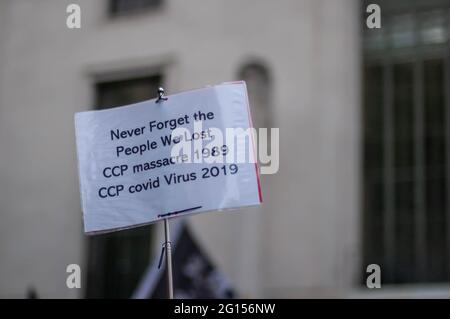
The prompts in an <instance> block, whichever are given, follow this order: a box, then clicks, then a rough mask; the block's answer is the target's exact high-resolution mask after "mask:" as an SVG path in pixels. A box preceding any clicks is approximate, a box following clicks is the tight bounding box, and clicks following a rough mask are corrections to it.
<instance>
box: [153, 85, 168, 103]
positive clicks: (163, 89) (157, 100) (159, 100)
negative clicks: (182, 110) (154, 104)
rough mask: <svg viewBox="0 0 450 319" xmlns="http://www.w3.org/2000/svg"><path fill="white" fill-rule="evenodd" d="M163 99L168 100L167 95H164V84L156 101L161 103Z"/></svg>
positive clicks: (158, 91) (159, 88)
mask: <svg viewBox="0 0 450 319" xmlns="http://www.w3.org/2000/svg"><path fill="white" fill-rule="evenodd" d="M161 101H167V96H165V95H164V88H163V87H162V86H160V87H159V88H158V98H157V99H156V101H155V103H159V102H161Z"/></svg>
---
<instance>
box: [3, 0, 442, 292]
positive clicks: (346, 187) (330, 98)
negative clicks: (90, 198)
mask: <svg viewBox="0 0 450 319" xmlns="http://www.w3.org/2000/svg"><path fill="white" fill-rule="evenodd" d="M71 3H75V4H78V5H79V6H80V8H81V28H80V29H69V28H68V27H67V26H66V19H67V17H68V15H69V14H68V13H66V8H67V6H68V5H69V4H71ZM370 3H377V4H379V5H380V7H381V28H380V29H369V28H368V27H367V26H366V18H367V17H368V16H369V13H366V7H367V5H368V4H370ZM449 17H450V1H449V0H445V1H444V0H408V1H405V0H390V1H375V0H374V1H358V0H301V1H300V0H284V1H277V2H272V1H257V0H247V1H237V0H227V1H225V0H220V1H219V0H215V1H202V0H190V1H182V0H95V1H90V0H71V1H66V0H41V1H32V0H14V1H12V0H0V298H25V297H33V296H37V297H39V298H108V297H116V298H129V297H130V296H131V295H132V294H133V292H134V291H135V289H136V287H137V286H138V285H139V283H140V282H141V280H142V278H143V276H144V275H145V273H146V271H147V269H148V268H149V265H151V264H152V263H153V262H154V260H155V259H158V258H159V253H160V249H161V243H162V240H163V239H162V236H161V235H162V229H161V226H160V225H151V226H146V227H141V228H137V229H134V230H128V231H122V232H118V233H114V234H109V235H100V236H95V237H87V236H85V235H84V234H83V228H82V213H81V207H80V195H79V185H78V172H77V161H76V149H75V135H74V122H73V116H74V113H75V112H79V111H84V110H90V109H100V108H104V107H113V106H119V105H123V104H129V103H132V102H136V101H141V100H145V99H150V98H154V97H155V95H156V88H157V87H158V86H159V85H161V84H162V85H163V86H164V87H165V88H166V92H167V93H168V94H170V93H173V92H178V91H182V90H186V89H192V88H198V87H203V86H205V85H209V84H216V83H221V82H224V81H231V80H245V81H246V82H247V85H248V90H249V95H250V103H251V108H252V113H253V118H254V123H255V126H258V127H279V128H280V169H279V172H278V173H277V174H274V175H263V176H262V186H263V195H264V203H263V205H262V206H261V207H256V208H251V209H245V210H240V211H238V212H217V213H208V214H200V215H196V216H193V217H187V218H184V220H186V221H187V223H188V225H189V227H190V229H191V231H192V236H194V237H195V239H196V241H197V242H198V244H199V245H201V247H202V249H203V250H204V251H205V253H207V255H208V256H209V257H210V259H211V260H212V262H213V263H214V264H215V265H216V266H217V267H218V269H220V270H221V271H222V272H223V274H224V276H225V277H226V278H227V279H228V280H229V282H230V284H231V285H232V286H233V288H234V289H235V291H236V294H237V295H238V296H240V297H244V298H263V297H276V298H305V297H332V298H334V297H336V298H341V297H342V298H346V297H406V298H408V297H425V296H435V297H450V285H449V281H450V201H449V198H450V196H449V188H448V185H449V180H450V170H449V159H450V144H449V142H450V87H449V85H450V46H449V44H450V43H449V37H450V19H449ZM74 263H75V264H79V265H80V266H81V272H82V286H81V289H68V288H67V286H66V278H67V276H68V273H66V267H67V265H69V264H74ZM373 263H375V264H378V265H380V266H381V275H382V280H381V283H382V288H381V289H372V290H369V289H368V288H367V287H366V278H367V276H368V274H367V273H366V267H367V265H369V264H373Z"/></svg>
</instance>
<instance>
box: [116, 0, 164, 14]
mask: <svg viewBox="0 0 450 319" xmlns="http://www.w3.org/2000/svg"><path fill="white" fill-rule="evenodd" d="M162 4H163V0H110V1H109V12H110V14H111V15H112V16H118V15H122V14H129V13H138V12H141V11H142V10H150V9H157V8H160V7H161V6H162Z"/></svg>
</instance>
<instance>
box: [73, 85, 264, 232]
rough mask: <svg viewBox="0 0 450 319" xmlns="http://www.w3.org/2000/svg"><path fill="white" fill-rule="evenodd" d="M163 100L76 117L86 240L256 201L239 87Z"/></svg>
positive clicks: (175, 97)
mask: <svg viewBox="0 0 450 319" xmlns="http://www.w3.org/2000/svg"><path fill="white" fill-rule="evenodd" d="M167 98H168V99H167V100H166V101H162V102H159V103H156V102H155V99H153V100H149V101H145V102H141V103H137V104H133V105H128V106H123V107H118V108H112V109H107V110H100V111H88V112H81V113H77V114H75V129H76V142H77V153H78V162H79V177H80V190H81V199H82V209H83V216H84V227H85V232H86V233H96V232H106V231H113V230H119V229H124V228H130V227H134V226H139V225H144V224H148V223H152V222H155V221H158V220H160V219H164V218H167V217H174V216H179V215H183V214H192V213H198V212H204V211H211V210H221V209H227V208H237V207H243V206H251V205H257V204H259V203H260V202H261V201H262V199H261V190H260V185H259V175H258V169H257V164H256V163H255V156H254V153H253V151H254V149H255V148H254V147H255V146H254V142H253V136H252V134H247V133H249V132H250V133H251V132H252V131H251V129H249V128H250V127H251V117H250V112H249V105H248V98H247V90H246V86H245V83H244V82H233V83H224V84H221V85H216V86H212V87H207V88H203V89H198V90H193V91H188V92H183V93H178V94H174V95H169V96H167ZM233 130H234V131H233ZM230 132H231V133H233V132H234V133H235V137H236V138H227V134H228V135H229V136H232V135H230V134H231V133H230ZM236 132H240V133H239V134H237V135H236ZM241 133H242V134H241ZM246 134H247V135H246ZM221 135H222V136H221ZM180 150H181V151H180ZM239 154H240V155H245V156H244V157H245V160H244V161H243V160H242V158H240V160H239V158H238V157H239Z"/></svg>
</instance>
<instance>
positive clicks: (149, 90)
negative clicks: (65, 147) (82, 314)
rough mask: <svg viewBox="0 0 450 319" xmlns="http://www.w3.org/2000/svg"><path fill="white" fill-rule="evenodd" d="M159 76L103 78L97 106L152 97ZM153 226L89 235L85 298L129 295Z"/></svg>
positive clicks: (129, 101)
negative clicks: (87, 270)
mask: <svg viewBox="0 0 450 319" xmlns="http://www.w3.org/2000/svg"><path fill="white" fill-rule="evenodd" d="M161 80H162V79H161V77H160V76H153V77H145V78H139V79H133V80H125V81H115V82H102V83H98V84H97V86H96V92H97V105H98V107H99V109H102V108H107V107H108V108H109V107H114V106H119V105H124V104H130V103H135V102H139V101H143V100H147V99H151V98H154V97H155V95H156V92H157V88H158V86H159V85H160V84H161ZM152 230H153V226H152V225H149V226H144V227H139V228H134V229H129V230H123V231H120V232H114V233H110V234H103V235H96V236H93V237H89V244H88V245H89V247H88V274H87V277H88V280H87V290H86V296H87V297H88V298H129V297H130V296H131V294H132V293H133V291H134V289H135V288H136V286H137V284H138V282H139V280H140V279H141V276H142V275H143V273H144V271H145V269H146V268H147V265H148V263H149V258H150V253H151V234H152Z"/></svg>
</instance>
...
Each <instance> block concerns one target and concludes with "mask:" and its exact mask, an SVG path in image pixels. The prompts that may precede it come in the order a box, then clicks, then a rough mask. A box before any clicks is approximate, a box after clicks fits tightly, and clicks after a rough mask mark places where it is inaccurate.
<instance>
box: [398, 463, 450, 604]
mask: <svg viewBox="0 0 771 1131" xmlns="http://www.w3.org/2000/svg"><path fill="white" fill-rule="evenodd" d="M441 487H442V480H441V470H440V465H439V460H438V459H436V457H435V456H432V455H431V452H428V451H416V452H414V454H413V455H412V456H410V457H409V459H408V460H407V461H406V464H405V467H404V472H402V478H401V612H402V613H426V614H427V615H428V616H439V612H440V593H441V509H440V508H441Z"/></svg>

#### Exercise objective:
Can you recast the lines from the one containing "The prompts in" through the one containing "negative clicks: (182, 110) (154, 104)", inclusive, as a JSON list of strings with one string per line and blank lines left out?

#### Reply:
[
  "The prompts in an <instance> block, whichever are given, follow this order: a box, then clicks, then a rough mask; the block's answer is the target's exact high-resolution mask after \"mask:\" as an SVG path in pixels. A box preceding any clicks is approximate, a box following clicks is the tight bounding box, and clicks following a rough mask are corrections to it.",
  "<instance>",
  "box: [153, 85, 168, 103]",
  "positive clicks: (163, 89) (157, 100) (159, 100)",
  "negative clicks: (182, 110) (154, 104)"
]